Teks Pilihan
Apabila seorang muslim
memiliki tanah pertanian, sebaiknya dia memanfaatkan tanah tersebut dengan
hal-hal yang memberikan manfaat. Salah satunya misalnya dengan bercocok tanam.
Islam tidak menyukai dikosongkannya tanah pertanian itu, sebab hal tersebut
berarti menghilangkan nikmat dan membuang-buang harta, sedang Rasulullah SAW
melarang keras disia-siakannya harta. Pemilik tanah ini dapat memanfaatkannya
dengan berbagai cara. Baik dengan ditanami sendiri atau pun dengan bekerjasama
dengan pihak lain.
Kemungkinan pertama
adalah dengan diurus sendiri. Pemilik lahan dengan tenaganya sendiri atau
membayar upah karyawan menanami lahannya tumbuh-tumbuhan atau ditaburi benih
kemudian disiram dan dipelihara. Begitulah sampai keluar hasilnya. Cara semacam
ini adalah cara yang terpuji, di mana pemiliknya akan mendapat pahala dari
Allah karena tanamannya itu bisa dimanfaatkan oleh manusia, burung dan binatang
ternak. Kebanyakan sahabat Anshar adalah hidup bercocok-tanam. Mereka urus
sendiri tanah-tanah mereka itu. Dalam hal ini dia bekerja sendiri atau hanya
satu pihak. Sedangkan pembantunya adalah karyawan atau buruh yang dibayar
tenaganya saja.

Uraian Tugas
Salin bagian teks tentang pemanfaatan tanah pertanian di atas, mulai dari "Apabila seorang muslim" sampai dengan "dengan pihak lain.", termasuk kedua bagian itu. Materi di bawah ini diambil dari sumber yang berbeda.

Data yang Ditampilkan
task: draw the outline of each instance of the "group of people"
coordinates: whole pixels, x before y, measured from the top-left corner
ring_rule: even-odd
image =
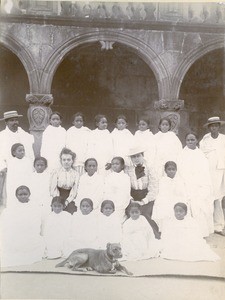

Jawaban Soal
Apabila seorang muslim
memiliki tanah pertanian, sebaiknya dia memanfaatkan tanah tersebut dengan
hal-hal yang memberikan manfaat. Salah satunya misalnya dengan bercocok tanam.
Islam tidak menyukai dikosongkannya tanah pertanian itu, sebab hal tersebut
berarti menghilangkan nikmat dan membuang-buang harta, sedang Rasulullah SAW
melarang keras disia-siakannya harta. Pemilik tanah ini dapat memanfaatkannya
dengan berbagai cara. Baik dengan ditanami sendiri atau pun dengan bekerjasama
dengan pihak lain.